▶ [WHAT TO DO] Go through the entries and write each one out again unchanged.

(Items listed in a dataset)
■ ■ ■ ■

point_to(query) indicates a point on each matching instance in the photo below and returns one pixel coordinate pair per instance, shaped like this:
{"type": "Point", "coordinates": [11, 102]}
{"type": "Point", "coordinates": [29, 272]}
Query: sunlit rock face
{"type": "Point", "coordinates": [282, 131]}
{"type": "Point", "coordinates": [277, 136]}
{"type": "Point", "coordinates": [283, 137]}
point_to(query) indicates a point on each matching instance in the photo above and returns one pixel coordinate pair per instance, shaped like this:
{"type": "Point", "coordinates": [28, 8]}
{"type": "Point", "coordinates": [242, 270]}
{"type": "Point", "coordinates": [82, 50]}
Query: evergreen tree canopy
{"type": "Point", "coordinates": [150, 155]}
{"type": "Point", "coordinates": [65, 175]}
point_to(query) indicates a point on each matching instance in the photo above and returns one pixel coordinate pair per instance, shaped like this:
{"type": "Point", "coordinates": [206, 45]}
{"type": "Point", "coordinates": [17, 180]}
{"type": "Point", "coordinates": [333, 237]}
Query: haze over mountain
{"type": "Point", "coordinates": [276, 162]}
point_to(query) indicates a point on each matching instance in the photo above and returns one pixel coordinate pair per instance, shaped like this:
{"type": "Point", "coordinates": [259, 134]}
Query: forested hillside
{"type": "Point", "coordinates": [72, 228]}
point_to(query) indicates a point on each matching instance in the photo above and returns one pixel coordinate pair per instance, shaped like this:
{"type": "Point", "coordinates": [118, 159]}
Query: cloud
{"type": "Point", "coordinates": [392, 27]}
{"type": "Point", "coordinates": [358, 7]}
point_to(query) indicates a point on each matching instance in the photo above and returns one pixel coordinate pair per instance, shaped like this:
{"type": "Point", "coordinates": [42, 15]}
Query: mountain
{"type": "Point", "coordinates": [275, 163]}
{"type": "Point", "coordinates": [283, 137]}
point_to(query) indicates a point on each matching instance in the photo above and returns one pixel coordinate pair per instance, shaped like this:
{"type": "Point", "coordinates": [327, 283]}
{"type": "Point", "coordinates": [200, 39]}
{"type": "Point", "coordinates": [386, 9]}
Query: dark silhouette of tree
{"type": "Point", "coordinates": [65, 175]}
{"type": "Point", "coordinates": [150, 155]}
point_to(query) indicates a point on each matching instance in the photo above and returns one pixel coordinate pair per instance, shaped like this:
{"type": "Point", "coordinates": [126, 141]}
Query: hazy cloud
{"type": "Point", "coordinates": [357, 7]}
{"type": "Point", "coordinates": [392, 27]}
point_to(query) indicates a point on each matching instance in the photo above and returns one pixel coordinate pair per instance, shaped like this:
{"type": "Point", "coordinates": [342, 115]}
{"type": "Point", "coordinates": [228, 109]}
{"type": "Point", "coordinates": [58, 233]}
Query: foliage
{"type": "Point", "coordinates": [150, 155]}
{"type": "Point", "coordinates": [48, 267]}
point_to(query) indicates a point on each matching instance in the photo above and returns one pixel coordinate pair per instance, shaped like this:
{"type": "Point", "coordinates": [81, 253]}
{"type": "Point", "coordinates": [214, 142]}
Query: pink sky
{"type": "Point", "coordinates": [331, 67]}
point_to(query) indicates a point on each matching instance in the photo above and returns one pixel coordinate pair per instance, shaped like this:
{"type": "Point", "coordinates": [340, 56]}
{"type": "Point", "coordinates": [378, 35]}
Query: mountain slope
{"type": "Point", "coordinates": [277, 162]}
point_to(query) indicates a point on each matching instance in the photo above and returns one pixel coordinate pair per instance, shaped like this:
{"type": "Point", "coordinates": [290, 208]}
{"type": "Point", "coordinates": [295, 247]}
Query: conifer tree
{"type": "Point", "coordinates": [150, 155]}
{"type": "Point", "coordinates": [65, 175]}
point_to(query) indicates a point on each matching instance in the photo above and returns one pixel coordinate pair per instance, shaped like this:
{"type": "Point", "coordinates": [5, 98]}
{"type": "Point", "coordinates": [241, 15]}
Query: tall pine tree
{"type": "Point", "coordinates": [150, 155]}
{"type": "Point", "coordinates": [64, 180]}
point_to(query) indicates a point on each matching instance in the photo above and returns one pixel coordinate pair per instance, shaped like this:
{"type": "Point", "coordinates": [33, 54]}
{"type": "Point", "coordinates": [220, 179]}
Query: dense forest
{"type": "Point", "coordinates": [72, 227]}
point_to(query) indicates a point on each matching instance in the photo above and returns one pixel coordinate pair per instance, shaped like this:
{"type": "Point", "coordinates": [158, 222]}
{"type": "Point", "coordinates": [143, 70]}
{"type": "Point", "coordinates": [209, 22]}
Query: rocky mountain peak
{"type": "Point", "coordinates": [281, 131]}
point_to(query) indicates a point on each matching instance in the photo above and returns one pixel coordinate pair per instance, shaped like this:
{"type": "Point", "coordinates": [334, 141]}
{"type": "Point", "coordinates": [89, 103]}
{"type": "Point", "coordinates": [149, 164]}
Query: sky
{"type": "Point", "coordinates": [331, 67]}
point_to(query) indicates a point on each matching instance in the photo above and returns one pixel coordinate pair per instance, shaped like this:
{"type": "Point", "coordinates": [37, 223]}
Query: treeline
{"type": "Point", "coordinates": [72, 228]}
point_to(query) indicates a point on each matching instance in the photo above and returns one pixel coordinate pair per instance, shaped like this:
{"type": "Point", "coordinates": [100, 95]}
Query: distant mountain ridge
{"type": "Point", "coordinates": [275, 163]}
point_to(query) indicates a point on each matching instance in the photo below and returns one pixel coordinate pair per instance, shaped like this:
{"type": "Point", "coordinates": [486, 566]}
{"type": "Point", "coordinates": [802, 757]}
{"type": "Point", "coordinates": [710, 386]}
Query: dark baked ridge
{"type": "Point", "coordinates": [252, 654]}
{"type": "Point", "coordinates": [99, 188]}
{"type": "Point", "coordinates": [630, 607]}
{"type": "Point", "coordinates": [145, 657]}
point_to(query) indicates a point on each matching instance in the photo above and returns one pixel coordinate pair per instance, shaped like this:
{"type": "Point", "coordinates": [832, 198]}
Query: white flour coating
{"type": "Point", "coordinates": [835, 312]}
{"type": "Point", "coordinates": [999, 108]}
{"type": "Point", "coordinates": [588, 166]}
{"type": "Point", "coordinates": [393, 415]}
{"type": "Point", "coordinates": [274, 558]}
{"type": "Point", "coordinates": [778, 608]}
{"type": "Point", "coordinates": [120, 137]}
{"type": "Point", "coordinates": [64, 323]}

■ ■ ■ ■

▶ [RESULT OF THIS TASK]
point_to(query) indicates a point on each matching instance in the photo below and returns one pixel coordinate pair per instance, shaped like this:
{"type": "Point", "coordinates": [11, 102]}
{"type": "Point", "coordinates": [29, 272]}
Query: sunlit rock face
{"type": "Point", "coordinates": [282, 131]}
{"type": "Point", "coordinates": [277, 136]}
{"type": "Point", "coordinates": [283, 137]}
point_to(query) indicates a point on each matching instance in the photo above and returns one pixel coordinate pair per instance, shaped like this:
{"type": "Point", "coordinates": [28, 8]}
{"type": "Point", "coordinates": [242, 270]}
{"type": "Point", "coordinates": [82, 50]}
Query: evergreen tree canopy
{"type": "Point", "coordinates": [150, 155]}
{"type": "Point", "coordinates": [65, 175]}
point_to(query) indicates a point on each matching instance in the photo above and returns one pixel coordinate pair per instance, shaped like this:
{"type": "Point", "coordinates": [206, 45]}
{"type": "Point", "coordinates": [17, 180]}
{"type": "Point", "coordinates": [333, 237]}
Query: haze over mountain
{"type": "Point", "coordinates": [276, 162]}
point_to(query) indicates a point on each matching instance in the photo above and returns one pixel coordinate pair per instance, shaped like this:
{"type": "Point", "coordinates": [259, 134]}
Query: forested hillside
{"type": "Point", "coordinates": [72, 228]}
point_to(query) indicates a point on each matching instance in the photo above and returns one pixel coordinate pair per instance, shaped like this:
{"type": "Point", "coordinates": [118, 159]}
Query: cloud
{"type": "Point", "coordinates": [392, 27]}
{"type": "Point", "coordinates": [358, 7]}
point_to(query) indicates a point on each matching instance in the photo above and returns one pixel coordinate pair per instance, shaped like this:
{"type": "Point", "coordinates": [42, 15]}
Query: mountain
{"type": "Point", "coordinates": [275, 163]}
{"type": "Point", "coordinates": [283, 137]}
point_to(query) indicates a point on each matching instance in the photo above and returns one pixel coordinate pair per instance, shaped like this:
{"type": "Point", "coordinates": [327, 283]}
{"type": "Point", "coordinates": [200, 39]}
{"type": "Point", "coordinates": [386, 9]}
Query: dark silhouette of tree
{"type": "Point", "coordinates": [65, 175]}
{"type": "Point", "coordinates": [150, 155]}
point_to(query) indicates a point on each matching instance in the photo above and returns one pixel coordinate pair per instance, shaped like this:
{"type": "Point", "coordinates": [126, 141]}
Query: hazy cloud
{"type": "Point", "coordinates": [357, 7]}
{"type": "Point", "coordinates": [392, 27]}
point_to(query) indicates a point on each matching instance in the photo above and returns one pixel coordinate pair per instance, shaped like this:
{"type": "Point", "coordinates": [342, 115]}
{"type": "Point", "coordinates": [228, 109]}
{"type": "Point", "coordinates": [58, 233]}
Query: foliage
{"type": "Point", "coordinates": [150, 155]}
{"type": "Point", "coordinates": [48, 267]}
point_to(query) indicates a point on each matching instance in the photo above and returns one pixel coordinate pair per instance, shaped like this:
{"type": "Point", "coordinates": [81, 253]}
{"type": "Point", "coordinates": [214, 142]}
Query: pink sky
{"type": "Point", "coordinates": [331, 67]}
point_to(query) indicates a point on each matching instance in the photo above and returns one pixel coordinate pair per instance, shaped like this:
{"type": "Point", "coordinates": [340, 56]}
{"type": "Point", "coordinates": [378, 35]}
Query: mountain slope
{"type": "Point", "coordinates": [277, 162]}
point_to(query) indicates a point on each matching instance in the photo above and returns one pixel coordinate pair per instance, shaped like this:
{"type": "Point", "coordinates": [290, 208]}
{"type": "Point", "coordinates": [295, 247]}
Query: conifer tree
{"type": "Point", "coordinates": [150, 155]}
{"type": "Point", "coordinates": [65, 175]}
point_to(query) indicates a point on each matching instance in the photo above and returns one pixel coordinate pair per instance, shaped like this:
{"type": "Point", "coordinates": [5, 98]}
{"type": "Point", "coordinates": [241, 15]}
Query: tall pine tree
{"type": "Point", "coordinates": [150, 155]}
{"type": "Point", "coordinates": [64, 180]}
point_to(query) indicates a point on each matching instance in the photo above and returns one pixel coordinate pair per instance, shaped like this:
{"type": "Point", "coordinates": [33, 54]}
{"type": "Point", "coordinates": [220, 179]}
Query: dense forest
{"type": "Point", "coordinates": [72, 227]}
point_to(query) indicates a point on each matching instance in the photo above and returns one pixel coordinate pair per instance, shaped like this:
{"type": "Point", "coordinates": [158, 222]}
{"type": "Point", "coordinates": [143, 70]}
{"type": "Point", "coordinates": [209, 22]}
Query: rocky mountain peak
{"type": "Point", "coordinates": [281, 131]}
point_to(query) indicates a point on each matching instance in the photo above and returns one pixel coordinate pair per instance, shaped like this:
{"type": "Point", "coordinates": [334, 141]}
{"type": "Point", "coordinates": [89, 103]}
{"type": "Point", "coordinates": [149, 164]}
Query: sky
{"type": "Point", "coordinates": [331, 67]}
point_to(query) indicates a point on each matching instance in the photo above and returns one pixel coordinate pair per instance, shaped like this:
{"type": "Point", "coordinates": [37, 223]}
Query: treeline
{"type": "Point", "coordinates": [72, 228]}
point_to(query) indicates a point on each matching instance in the photo above and returns one pixel coordinate pair per instance, shaped like this:
{"type": "Point", "coordinates": [100, 95]}
Query: distant mountain ridge
{"type": "Point", "coordinates": [275, 163]}
point_to(query) indicates a point on each matching instance in the photo below and returns one pixel coordinate pair per instance, shaped like this:
{"type": "Point", "coordinates": [486, 566]}
{"type": "Point", "coordinates": [802, 757]}
{"type": "Point", "coordinates": [710, 386]}
Query: dark baked ridge
{"type": "Point", "coordinates": [252, 654]}
{"type": "Point", "coordinates": [99, 188]}
{"type": "Point", "coordinates": [630, 607]}
{"type": "Point", "coordinates": [145, 657]}
point_to(query) indicates a point on each matching instance in the photo above and returns one pixel coordinate pair per instance, shaped like this:
{"type": "Point", "coordinates": [832, 198]}
Query: white flour coating
{"type": "Point", "coordinates": [835, 312]}
{"type": "Point", "coordinates": [999, 108]}
{"type": "Point", "coordinates": [588, 166]}
{"type": "Point", "coordinates": [393, 415]}
{"type": "Point", "coordinates": [274, 558]}
{"type": "Point", "coordinates": [778, 608]}
{"type": "Point", "coordinates": [120, 137]}
{"type": "Point", "coordinates": [64, 323]}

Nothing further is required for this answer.